====== Task inputs
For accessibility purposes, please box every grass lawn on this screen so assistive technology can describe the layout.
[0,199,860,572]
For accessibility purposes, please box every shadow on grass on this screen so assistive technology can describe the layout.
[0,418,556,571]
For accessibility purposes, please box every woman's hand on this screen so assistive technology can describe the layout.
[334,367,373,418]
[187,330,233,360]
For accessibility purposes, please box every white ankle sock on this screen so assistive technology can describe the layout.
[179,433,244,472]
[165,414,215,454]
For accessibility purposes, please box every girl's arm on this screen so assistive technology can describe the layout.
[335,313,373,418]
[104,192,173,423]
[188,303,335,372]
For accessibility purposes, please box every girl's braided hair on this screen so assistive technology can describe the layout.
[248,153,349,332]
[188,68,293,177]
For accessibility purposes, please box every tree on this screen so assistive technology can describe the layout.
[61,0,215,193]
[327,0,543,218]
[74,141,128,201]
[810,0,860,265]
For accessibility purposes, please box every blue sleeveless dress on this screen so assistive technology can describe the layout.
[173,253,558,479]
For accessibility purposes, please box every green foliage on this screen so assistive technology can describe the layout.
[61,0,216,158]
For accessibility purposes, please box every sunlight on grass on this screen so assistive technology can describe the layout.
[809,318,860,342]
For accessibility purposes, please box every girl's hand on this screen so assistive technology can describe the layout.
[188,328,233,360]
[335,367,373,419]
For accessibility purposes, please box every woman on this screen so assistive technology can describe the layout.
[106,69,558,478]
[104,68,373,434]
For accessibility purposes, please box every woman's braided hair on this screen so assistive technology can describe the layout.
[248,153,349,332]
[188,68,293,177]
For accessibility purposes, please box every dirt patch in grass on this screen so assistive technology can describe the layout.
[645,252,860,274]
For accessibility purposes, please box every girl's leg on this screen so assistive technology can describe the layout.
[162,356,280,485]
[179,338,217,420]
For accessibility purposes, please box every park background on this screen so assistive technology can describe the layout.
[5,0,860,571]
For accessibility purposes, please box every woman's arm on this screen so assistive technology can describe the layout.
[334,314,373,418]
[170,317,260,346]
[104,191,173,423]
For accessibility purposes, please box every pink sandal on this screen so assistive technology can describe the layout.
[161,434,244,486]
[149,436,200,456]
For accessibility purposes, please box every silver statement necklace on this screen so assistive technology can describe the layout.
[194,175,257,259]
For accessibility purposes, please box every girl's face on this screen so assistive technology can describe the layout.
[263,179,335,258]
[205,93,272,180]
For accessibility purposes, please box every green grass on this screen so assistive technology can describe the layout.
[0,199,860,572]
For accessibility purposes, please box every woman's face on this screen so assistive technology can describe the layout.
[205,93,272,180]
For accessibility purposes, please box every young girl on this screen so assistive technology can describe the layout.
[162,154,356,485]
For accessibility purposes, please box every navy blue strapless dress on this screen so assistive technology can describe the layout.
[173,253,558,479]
============
--- Set task ---
Reproduce all of the material above word for word, line by line.

--- Answer to the problem ---
For accessibility purposes, please box every grass lawn on this screen so assistive technology can describe the layout.
[0,199,860,572]
For accessibility purposes, please box every shadow on grass on this screen so assistive technology can describe the layout.
[0,418,556,571]
For accessibility purposes, please box every woman's hand on this screen so assistive technology can describe the layout.
[334,367,373,418]
[187,330,233,360]
For accessibility purposes, please box every white ankle sock on this screen so assistive technology can describe the layout.
[179,433,244,472]
[165,414,215,454]
For accessibility purposes, please box every girl's arm on this screen so assistive technology can describe the layout.
[335,313,373,418]
[104,192,173,423]
[188,303,335,372]
For accessibility purposes, please box every girl's braided hair on this screen so assistive technology can describe the layout.
[248,153,349,332]
[188,68,293,177]
For accessibility purposes, please box every tree on this screen so assistive technology can describe the layout.
[61,0,215,193]
[327,0,543,218]
[74,141,128,201]
[810,0,860,265]
For accessibility purposes, please box every blue sleeveless dress on this screen so assistive technology can describe the layout.
[173,253,558,479]
For accessibility purposes, please box every green foliage on this screen so assistive technology can describe the layout.
[61,0,216,158]
For accessibility purposes, please box every sunlight on grass on this screen so assistive technology can describe the layout.
[809,318,860,342]
For accessibility purposes, please box every girl's hand on this screen so assistive technology can describe the layout.
[188,328,233,360]
[335,367,373,419]
For accessibility purposes, please box every woman on this screen so assistive technology can describe the layout.
[106,69,558,478]
[104,68,373,434]
For accessibility purposes, please box every woman's braided hair on this screen so assistive technology can describe the layout.
[248,153,349,332]
[188,68,293,177]
For accessibility purposes, please box every dirt patch in grass on this screen so assistive technology can describe the layout.
[645,252,860,274]
For accessibility purposes, please box every girl's leg on this screen so assistive technology can describe the layout.
[162,356,280,485]
[179,338,217,420]
For accessibility purposes, please box every park background on this screen so assistive technology can describe the layout.
[5,0,860,571]
For accessibility purposes, please box every woman's arm on this screen so assistive technology can describe the layout.
[334,314,373,418]
[170,317,260,346]
[104,191,173,423]
For accessibility purposes, please box every pink sandal on this screen so assistive technology can describe the layout.
[161,434,244,486]
[149,436,200,456]
For accessibility purposes, please box every silver statement necklace on this screen so assistive technology can describe the layout.
[194,175,257,259]
For accessibility purposes, please box every girl's face on this screen so assistive technology can describe the layout.
[263,179,335,258]
[205,93,272,180]
For accessibility purposes, please box every green grass on this screen so assistive technology can describe the layout.
[0,199,860,572]
For accessibility purposes, please box every woman's face on this screen so assistive technology can describe the layout.
[205,93,272,180]
For accessibility purposes, please box every young girl on this screen so assistive technology can describe the layout.
[162,154,356,485]
For accessibility purposes, please box every navy blue strapless dress on this screen so assistive technology can describe the layout.
[173,253,558,479]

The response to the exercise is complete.